— TASK —
Format each of the records below as a numbered list with one line per item, and drop any blank lines.

Coordinate annotation records
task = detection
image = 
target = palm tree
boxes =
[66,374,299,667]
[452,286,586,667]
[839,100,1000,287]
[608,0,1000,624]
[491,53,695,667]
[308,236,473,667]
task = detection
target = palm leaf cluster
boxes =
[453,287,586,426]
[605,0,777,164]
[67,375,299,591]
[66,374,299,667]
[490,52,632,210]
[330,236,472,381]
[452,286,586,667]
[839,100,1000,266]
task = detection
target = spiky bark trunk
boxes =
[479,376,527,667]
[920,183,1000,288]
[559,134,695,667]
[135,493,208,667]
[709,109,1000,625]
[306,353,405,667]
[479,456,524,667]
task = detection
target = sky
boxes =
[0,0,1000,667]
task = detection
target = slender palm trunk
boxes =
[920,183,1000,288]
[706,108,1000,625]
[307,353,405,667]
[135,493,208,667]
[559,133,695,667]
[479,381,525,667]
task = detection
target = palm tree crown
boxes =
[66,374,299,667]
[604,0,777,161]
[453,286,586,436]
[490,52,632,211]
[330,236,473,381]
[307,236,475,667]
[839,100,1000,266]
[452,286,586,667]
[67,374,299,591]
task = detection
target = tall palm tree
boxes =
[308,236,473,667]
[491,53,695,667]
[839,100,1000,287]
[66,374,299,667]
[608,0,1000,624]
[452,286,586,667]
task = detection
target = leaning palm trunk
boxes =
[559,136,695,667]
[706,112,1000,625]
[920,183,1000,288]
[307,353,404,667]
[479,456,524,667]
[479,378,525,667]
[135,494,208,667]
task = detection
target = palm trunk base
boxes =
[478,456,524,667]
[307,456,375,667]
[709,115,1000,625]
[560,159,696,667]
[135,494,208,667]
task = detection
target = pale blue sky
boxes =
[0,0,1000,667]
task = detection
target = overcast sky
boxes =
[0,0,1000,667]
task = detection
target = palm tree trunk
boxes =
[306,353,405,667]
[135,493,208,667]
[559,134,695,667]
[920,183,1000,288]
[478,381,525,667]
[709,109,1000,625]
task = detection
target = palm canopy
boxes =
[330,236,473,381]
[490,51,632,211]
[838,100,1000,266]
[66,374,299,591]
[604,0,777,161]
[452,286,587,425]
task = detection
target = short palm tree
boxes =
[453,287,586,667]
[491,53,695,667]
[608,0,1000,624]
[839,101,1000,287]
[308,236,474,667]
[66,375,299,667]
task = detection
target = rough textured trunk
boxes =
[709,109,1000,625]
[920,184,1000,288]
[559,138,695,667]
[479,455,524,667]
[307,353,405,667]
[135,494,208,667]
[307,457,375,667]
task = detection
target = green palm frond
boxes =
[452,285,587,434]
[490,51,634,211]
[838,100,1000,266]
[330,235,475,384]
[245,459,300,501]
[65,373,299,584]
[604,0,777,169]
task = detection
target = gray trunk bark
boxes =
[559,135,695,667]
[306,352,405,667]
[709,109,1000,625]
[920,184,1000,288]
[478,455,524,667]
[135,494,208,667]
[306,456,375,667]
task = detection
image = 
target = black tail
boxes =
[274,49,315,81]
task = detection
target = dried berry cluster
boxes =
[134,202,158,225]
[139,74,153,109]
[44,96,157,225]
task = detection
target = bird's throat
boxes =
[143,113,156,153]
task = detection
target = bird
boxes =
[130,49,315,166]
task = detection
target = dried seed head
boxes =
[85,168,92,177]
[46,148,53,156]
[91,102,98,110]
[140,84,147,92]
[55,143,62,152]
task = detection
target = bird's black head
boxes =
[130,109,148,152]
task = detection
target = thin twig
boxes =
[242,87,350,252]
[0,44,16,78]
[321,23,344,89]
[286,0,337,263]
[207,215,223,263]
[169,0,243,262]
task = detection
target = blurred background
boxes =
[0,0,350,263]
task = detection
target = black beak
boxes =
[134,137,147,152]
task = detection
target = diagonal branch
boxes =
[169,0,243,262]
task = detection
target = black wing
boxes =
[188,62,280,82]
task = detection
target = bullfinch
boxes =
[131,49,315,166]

— WRITTEN RESPONSE —
1. task = detection
2. image = 
3. target = palm tree
4. boxes =
5. [66,374,299,667]
6. [452,286,586,667]
7. [839,100,1000,287]
8. [608,0,1000,624]
9. [491,53,695,667]
10. [308,236,473,667]
11. task = detection
12. target = palm leaf cluster
13. boxes =
14. [453,287,586,426]
15. [605,0,777,164]
16. [67,375,299,591]
17. [66,374,299,667]
18. [490,52,632,210]
19. [330,236,472,381]
20. [452,286,586,667]
21. [839,100,1000,266]
22. task = detection
23. target = spiky bark trunk
24. boxes =
25. [479,376,527,667]
26. [920,183,1000,288]
27. [559,134,695,667]
28. [135,493,208,667]
29. [709,109,1000,625]
30. [306,353,405,667]
31. [479,456,524,667]
32. task = detection
33. target = sky
34. boxes =
35. [0,0,1000,667]
36. task = detection
37. target = slender palm trunk
38. boxes =
39. [920,183,1000,288]
40. [706,108,1000,625]
41. [307,353,405,667]
42. [135,493,208,667]
43. [559,133,695,667]
44. [479,381,525,667]
45. task = detection
46. target = palm tree crown
47. boxes =
48. [66,374,299,667]
49. [604,0,777,161]
50. [453,286,586,436]
51. [490,52,632,211]
52. [330,236,473,381]
53. [307,236,475,667]
54. [839,100,1000,266]
55. [452,286,586,667]
56. [67,374,299,591]
57. task = detection
58. target = tall palm tree
59. boxes =
60. [308,236,473,667]
61. [491,53,695,667]
62. [839,100,1000,287]
63. [66,374,299,667]
64. [608,0,1000,624]
65. [452,286,586,667]
66. task = detection
67. target = leaning palm trunk
68. boxes =
69. [559,136,695,667]
70. [706,112,1000,625]
71. [920,183,1000,288]
72. [307,353,404,667]
73. [479,456,524,667]
74. [479,378,525,667]
75. [135,494,208,667]
76. task = detection
77. target = palm trunk base
78. boxes =
79. [478,456,524,667]
80. [307,456,375,667]
81. [709,115,1000,625]
82. [560,159,696,667]
83. [135,494,208,667]
84. task = detection
85. target = pale blue sky
86. boxes =
87. [0,0,1000,667]
88. task = detection
89. target = overcast sky
90. boxes =
91. [0,0,1000,667]
92. task = detection
93. target = palm tree trunk
94. boxes =
95. [306,353,405,667]
96. [135,493,208,667]
97. [559,134,695,667]
98. [920,183,1000,288]
99. [478,381,525,667]
100. [709,109,1000,625]
101. task = detection
102. target = palm canopy
103. boxes =
104. [330,236,473,381]
105. [490,51,632,211]
106. [838,100,1000,266]
107. [66,374,299,591]
108. [604,0,777,161]
109. [452,286,587,425]
110. task = detection
111. target = short palm tree
112. boxes =
113. [453,287,586,667]
114. [491,53,695,667]
115. [608,0,1000,624]
116. [839,101,1000,287]
117. [308,236,474,667]
118. [66,375,299,667]
119. task = detection
120. target = rough textured trunk
121. boxes =
122. [709,109,1000,625]
123. [920,184,1000,288]
124. [559,138,695,667]
125. [479,455,524,667]
126. [307,353,405,667]
127. [135,494,208,667]
128. [307,457,375,667]
129. task = detection
130. target = green palm frond
131. boxes =
132. [452,285,587,434]
133. [490,51,634,211]
134. [838,100,1000,266]
135. [330,235,475,384]
136. [245,459,300,501]
137. [65,373,299,584]
138. [604,0,777,169]
139. task = detection
140. target = gray trunk bark
141. boxes =
142. [559,135,695,667]
143. [306,352,405,667]
144. [709,109,1000,625]
145. [920,184,1000,288]
146. [478,455,524,667]
147. [135,494,208,667]
148. [306,456,375,667]
149. task = detection
150. image = 
151. target = black tail
152. boxes =
153. [274,49,315,81]
154. task = detection
155. target = dried berry cluster
156. boxes =
157. [134,202,158,225]
158. [139,74,153,109]
159. [44,96,157,225]
160. task = detection
161. target = bird's throat
162. boxes =
163. [143,113,156,153]
164. task = detection
165. target = bird
166. boxes =
167. [130,49,315,166]
168. task = detection
169. target = dried seed head
170. boxes =
171. [85,168,92,177]
172. [46,148,53,156]
173. [91,102,98,110]
174. [140,84,147,92]
175. [55,143,62,152]
176. task = detection
177. target = bird's black head
178. boxes =
179. [130,109,148,152]
180. task = detection
181. target = thin twig
182. boxes =
183. [242,87,350,252]
184. [0,44,16,78]
185. [321,23,344,89]
186. [286,0,337,263]
187. [207,215,223,263]
188. [169,0,243,262]
189. task = detection
190. target = blurred background
191. boxes =
192. [0,0,350,263]
193. task = detection
194. target = black beak
195. boxes =
196. [134,137,147,152]
197. task = detection
198. target = diagonal branch
199. boxes =
200. [169,0,243,262]
201. task = detection
202. target = black wing
203. boxes =
204. [188,62,280,82]
205. task = detection
206. target = bullfinch
207. boxes =
208. [131,49,315,166]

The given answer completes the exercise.